Extract to read
--- Start ---
Loanwords from the Dravidian family had been identified from Indo-Aryan texts composed in northwestern India around 1100-600 BCE. Besides, Indo-Aryan had several structural features that had long been interpreted as borrowings from Dravidian. “Historical linguistics thus suggests that the Harappans probably spoke a Dravidian language.”

Referring to the type of writing system, Prof. Parpola said the number of known Indus signs was around 400 “which agrees well with the logo-syllabic type but is too high for the script to be syllabic or alphabetic”. Though word divisions were not marked, many inscriptions comprised one, two or three signs and longer texts could be segmented into comparable units. The Indus script was created before any syllabic or alphabetic script existed.

Pointing out that the confirmed interpretations and their wider contexts provided a lot of clues for progress, he acknowledged there were still serious difficulties in the decipherment of the script. “One is the schematic shape of many signs which makes it difficult to recognise their pictorial meaning with certainty. Possibilities of proposing likely readings and their effective checking are severely limited by our defective knowledge of Proto-Dravidian vocabulary, compounds and phraseology.”
--- End ---
Stored rows
--- Start ---
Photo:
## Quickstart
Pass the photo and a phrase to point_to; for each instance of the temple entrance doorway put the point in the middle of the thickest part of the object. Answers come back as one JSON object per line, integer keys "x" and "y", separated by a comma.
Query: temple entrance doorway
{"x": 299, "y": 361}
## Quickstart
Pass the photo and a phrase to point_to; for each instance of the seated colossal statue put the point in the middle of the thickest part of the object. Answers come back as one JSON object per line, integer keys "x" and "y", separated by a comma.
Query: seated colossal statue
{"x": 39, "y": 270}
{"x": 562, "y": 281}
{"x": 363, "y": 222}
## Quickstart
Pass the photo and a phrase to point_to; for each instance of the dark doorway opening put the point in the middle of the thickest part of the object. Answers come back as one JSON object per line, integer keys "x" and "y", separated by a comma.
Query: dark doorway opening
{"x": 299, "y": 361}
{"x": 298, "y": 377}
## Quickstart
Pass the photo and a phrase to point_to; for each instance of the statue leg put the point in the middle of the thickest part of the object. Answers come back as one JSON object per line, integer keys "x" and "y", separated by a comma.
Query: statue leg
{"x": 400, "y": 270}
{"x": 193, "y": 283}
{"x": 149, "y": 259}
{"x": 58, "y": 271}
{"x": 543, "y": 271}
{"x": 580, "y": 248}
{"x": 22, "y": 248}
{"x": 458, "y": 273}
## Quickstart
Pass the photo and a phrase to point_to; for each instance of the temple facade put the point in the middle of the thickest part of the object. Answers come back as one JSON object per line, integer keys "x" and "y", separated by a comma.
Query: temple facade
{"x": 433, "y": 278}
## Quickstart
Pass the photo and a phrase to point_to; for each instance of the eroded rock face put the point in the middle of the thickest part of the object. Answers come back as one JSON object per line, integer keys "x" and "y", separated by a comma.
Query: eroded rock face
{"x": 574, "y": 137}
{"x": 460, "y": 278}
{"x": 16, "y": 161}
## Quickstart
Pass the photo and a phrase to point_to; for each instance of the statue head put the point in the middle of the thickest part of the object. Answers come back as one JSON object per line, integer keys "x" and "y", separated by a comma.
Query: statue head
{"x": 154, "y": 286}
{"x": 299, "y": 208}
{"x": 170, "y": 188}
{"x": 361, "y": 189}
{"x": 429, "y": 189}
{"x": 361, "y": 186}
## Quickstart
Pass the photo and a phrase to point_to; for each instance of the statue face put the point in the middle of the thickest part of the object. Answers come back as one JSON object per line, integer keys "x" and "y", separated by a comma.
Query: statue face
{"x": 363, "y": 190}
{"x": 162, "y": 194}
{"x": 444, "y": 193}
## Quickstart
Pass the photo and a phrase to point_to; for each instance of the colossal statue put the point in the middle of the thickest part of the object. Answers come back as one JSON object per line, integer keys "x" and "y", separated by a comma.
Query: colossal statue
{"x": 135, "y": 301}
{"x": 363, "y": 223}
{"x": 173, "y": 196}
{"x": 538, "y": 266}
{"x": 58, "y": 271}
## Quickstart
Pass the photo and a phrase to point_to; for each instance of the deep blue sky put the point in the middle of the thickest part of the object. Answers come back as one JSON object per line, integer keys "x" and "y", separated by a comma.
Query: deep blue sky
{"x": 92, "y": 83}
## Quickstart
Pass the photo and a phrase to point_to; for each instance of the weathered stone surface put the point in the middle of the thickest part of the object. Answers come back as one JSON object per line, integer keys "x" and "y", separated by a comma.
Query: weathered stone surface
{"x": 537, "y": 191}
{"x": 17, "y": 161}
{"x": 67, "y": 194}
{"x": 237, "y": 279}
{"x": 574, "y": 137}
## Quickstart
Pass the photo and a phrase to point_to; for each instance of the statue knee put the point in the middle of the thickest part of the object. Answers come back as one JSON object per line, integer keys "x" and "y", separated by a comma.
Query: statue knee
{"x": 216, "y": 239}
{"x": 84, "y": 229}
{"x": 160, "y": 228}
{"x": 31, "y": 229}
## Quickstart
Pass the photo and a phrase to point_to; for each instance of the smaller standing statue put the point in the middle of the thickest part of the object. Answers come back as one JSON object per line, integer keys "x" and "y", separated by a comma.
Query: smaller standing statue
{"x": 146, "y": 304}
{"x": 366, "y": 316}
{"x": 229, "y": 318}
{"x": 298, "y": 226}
--- End ---
Given exercise
Translate this sentence from the text on the Indus script into Spanish: "The Indus script was created before any syllabic or alphabetic script existed."

Answer to this exercise
La escritura del Indo fue creada antes de que existiera cualquier escritura silábica o alfabética.